» Tasks to complete
a. In the account of playing marbles, which words or phrases appear inside single quotation marks? List each one once.
b. In the account of playing marbles, how wide was the circle drawn in the dirt?
c. Carry on the account of playing marbles from the point where it stops.

» Given text
I grew up in the small central California town of Atascadero. In the 3rdh and 4th grade, marbles were a popular boys' game at school recess. It was not unlike the recent Pokémon craze, in that we cherished our marbles and also traded them and gambled with them --- you could 'win' marbles from other kids in marble games. Two games were popular.
In one game, a circle was drawn in the dirt, from two to three feet in diameter, and each player put a few marbles into the circle. Then by turns, each player would have the opportunity to use his favorite 'shooter' marble from the edge of the circle, at ground level or raised up, trying to knock another marble out of the circle altogether. If you knocked one out, that marble was yours, and you got another turn, from where your shooter lay (or from the edge again), until you failed to knock one out. If a marble got knocked close to the edge, but not out, then the next player would have an easy shot. Turns continued until all the marbles were knocked out, then the next game began. The winner of a game was the one who knocked out (and won) the most marbles, although the 'quality' of the won marbles was generally more important (and bragworthy) that the quantity. In that sense, everyone might 'win' in a game.

» Raw records
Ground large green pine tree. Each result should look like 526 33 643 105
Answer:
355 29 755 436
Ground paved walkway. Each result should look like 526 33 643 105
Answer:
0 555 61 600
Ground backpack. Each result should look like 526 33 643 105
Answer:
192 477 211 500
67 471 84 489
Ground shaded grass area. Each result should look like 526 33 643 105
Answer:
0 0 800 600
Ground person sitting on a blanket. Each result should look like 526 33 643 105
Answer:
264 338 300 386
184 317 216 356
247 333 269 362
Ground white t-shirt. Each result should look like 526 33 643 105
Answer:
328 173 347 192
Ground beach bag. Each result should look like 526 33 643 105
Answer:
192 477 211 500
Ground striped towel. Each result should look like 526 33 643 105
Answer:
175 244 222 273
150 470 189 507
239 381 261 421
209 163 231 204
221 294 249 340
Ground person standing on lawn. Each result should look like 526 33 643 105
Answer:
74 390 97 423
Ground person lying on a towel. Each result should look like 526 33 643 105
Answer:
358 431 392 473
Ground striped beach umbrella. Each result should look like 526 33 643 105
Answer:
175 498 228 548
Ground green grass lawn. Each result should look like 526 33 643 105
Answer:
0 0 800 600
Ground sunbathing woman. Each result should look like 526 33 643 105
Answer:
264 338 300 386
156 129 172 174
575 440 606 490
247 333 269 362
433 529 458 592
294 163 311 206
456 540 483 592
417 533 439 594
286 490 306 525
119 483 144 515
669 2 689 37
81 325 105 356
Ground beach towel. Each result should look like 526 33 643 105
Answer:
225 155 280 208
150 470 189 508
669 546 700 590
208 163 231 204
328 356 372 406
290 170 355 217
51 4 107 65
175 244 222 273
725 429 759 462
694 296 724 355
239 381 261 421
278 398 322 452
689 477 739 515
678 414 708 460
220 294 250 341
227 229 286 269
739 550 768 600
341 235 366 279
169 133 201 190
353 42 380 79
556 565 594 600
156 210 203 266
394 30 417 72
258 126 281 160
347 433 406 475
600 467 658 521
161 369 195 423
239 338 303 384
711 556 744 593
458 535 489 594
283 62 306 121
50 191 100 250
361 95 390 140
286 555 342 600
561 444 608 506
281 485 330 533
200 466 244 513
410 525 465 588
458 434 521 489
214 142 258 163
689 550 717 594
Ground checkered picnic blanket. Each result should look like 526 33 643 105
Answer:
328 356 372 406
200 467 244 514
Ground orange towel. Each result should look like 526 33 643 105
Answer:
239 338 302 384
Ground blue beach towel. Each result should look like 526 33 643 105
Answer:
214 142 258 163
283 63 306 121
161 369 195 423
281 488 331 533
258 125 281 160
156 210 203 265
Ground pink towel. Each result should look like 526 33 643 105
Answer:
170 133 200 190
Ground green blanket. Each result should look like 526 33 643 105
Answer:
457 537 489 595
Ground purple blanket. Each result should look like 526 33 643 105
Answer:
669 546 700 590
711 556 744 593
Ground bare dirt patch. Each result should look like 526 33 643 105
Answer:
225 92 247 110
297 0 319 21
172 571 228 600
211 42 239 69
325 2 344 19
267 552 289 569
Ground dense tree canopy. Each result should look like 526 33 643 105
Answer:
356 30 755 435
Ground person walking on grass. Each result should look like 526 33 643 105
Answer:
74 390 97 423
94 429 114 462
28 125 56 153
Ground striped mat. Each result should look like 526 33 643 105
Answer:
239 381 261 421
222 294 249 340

» Answers to the problems
a. 'win', 'shooter', 'quality'

b. From two to three feet in diameter.

c.
Naturally, everyone would put marbles into the circle that they didn't mind losing, but if you weren't good, then pretty soon some of your nicer marbles were going to have to go into the circle, because you wouldn't have any others left. However, it was common practice for the big winners to eventually "sell" a handful of marbles back to the losers, for a nicer marble or candy bar or other treat (money never entered the picture).
Everyone had a marble pouch of some kind, often made by their mom. But a store-bought leather pouch was pretty special, and kind of a status thing. The marbles themselves were even more of a status thing. Everyone would have their own special "shooters" which they prized, and which would be coveted (hopefully) by other kids. There were a wide variety of marbles, with older "agates" (aggies) made of various kinds of stone and coming in an incredible variety of color mixtures and appearance. But "purees" (pure colored glass) were the hot new item, and some 'cateyes' were also prized. At every opportunity, we would prowl the kid section at the local Woolworth's five-and-dime store, hoping to be the first to latch onto a new batch of purees or cateyes. Aggies could only be obtained from older relatives or friends of your parents. Marble sizes ranged from "boulders" (up to 3/4" in diameter) down to "peewees" (less than 1/4").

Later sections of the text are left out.